(Stored items from a collection)
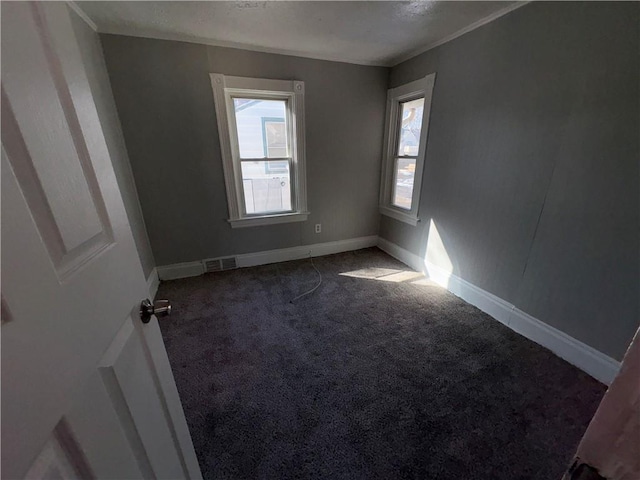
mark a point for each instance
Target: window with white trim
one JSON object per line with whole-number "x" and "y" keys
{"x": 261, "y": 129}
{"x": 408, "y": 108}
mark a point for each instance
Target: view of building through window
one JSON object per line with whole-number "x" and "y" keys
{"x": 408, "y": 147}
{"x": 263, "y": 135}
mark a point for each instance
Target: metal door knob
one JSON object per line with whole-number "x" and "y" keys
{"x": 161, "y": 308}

==

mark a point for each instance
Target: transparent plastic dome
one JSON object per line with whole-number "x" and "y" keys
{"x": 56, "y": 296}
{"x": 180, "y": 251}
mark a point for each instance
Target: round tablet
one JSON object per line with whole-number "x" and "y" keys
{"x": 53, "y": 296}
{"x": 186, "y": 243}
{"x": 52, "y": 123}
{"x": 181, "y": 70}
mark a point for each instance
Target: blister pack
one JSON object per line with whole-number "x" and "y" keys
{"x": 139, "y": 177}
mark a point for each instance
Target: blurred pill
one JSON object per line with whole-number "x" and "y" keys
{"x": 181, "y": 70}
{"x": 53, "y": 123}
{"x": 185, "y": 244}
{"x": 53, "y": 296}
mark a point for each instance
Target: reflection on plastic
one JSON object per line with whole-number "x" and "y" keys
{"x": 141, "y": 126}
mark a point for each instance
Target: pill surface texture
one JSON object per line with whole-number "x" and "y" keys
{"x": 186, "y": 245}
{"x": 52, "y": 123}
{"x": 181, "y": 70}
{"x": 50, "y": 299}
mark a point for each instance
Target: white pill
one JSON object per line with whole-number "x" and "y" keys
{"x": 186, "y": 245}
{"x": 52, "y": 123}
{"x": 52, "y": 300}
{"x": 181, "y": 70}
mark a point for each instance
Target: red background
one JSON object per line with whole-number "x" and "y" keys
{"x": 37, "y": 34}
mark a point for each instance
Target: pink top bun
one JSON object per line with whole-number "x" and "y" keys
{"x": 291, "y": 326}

---

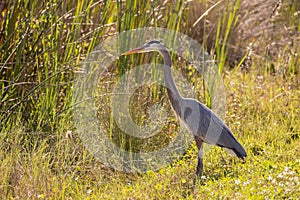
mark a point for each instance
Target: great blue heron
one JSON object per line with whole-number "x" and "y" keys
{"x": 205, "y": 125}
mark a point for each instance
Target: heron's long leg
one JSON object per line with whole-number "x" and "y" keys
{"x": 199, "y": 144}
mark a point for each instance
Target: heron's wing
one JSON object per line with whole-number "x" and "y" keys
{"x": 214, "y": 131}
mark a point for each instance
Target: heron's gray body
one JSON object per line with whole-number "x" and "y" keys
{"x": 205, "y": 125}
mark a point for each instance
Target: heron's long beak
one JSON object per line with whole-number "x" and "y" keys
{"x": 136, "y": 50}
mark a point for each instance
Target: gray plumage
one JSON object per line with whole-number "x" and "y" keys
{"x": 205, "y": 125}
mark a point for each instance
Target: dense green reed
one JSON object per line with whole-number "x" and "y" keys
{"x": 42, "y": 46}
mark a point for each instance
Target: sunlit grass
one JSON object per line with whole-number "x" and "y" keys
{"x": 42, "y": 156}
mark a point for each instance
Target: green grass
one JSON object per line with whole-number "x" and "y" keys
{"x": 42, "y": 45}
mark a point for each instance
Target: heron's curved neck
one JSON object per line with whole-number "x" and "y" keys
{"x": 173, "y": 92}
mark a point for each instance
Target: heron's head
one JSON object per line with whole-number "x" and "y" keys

__Task to complete__:
Search the records line by line for the word "window" and copy every line where it appears.

__Output of the task__:
Target: window with white trim
Target: view of building through window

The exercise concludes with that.